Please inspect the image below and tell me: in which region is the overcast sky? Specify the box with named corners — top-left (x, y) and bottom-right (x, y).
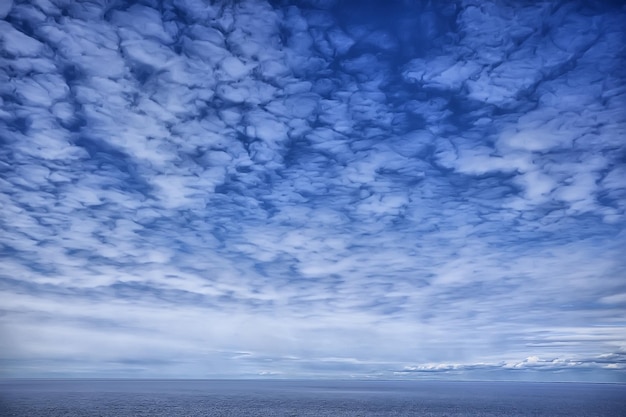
top-left (0, 0), bottom-right (626, 381)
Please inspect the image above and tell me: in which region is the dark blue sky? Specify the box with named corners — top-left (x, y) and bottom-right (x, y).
top-left (0, 0), bottom-right (626, 381)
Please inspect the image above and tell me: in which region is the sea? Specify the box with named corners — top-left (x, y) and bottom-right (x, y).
top-left (0, 379), bottom-right (626, 417)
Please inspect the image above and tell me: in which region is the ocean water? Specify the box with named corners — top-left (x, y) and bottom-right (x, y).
top-left (0, 380), bottom-right (626, 417)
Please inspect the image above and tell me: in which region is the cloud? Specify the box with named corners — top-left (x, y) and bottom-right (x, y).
top-left (0, 0), bottom-right (626, 380)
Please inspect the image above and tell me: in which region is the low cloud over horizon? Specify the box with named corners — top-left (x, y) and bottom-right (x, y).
top-left (0, 0), bottom-right (626, 382)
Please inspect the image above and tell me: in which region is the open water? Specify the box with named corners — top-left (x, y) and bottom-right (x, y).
top-left (0, 380), bottom-right (626, 417)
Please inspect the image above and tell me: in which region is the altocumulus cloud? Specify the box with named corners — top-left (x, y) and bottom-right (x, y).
top-left (0, 0), bottom-right (626, 381)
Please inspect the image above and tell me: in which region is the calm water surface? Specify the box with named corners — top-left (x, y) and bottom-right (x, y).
top-left (0, 380), bottom-right (626, 417)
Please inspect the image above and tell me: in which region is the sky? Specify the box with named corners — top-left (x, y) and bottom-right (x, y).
top-left (0, 0), bottom-right (626, 382)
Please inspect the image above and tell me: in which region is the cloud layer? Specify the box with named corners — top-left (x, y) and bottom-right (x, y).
top-left (0, 0), bottom-right (626, 381)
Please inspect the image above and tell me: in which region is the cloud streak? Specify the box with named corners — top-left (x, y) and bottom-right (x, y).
top-left (0, 0), bottom-right (626, 381)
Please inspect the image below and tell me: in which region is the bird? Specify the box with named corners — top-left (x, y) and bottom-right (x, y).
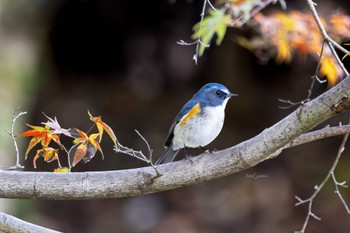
top-left (155, 83), bottom-right (238, 165)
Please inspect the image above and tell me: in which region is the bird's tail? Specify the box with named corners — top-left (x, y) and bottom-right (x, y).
top-left (156, 146), bottom-right (179, 165)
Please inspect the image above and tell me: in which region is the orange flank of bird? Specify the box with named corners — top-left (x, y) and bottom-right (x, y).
top-left (179, 103), bottom-right (201, 126)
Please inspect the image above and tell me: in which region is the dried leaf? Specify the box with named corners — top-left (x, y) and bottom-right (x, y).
top-left (33, 147), bottom-right (58, 168)
top-left (88, 111), bottom-right (117, 144)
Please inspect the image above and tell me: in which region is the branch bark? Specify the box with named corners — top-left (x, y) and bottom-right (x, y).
top-left (0, 77), bottom-right (350, 200)
top-left (0, 212), bottom-right (58, 233)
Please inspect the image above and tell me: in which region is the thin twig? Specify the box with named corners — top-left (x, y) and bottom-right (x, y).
top-left (114, 129), bottom-right (160, 177)
top-left (295, 120), bottom-right (350, 233)
top-left (2, 107), bottom-right (27, 170)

**What you need to do**
Turn the stretch of the records from the line containing "is the bird?" through the line containing "top-left (0, 212), bottom-right (58, 233)", both included, into a numbered list with blank lines left out. Leave the pictures out of the list.

**Answer to the exercise**
1. Please inspect the image below and tell me: in which region is the bird? Specify the box with named corners — top-left (x, y) and bottom-right (x, y).
2. top-left (155, 83), bottom-right (238, 165)
3. Please inspect the image above and tell me: in which region is the bird's tail? Specify the box with named corners — top-left (x, y) and bottom-right (x, y).
4. top-left (156, 146), bottom-right (179, 165)
5. Please inspect the image above and tell me: in which region is the orange flank of bird? Specify the box with named corners — top-left (x, y) and bottom-right (x, y).
6. top-left (179, 103), bottom-right (201, 126)
7. Please inspect the image above and tell me: in which region is the dried leaf? Specify the box with named corners — top-left (x, y) and bottom-right (x, y).
8. top-left (33, 147), bottom-right (58, 168)
9. top-left (88, 111), bottom-right (117, 144)
10. Please inspect the image above and tell me: in which region is the branch bark? Specify the box with named corners — top-left (x, y) and bottom-right (x, y).
11. top-left (0, 77), bottom-right (350, 200)
12. top-left (0, 212), bottom-right (58, 233)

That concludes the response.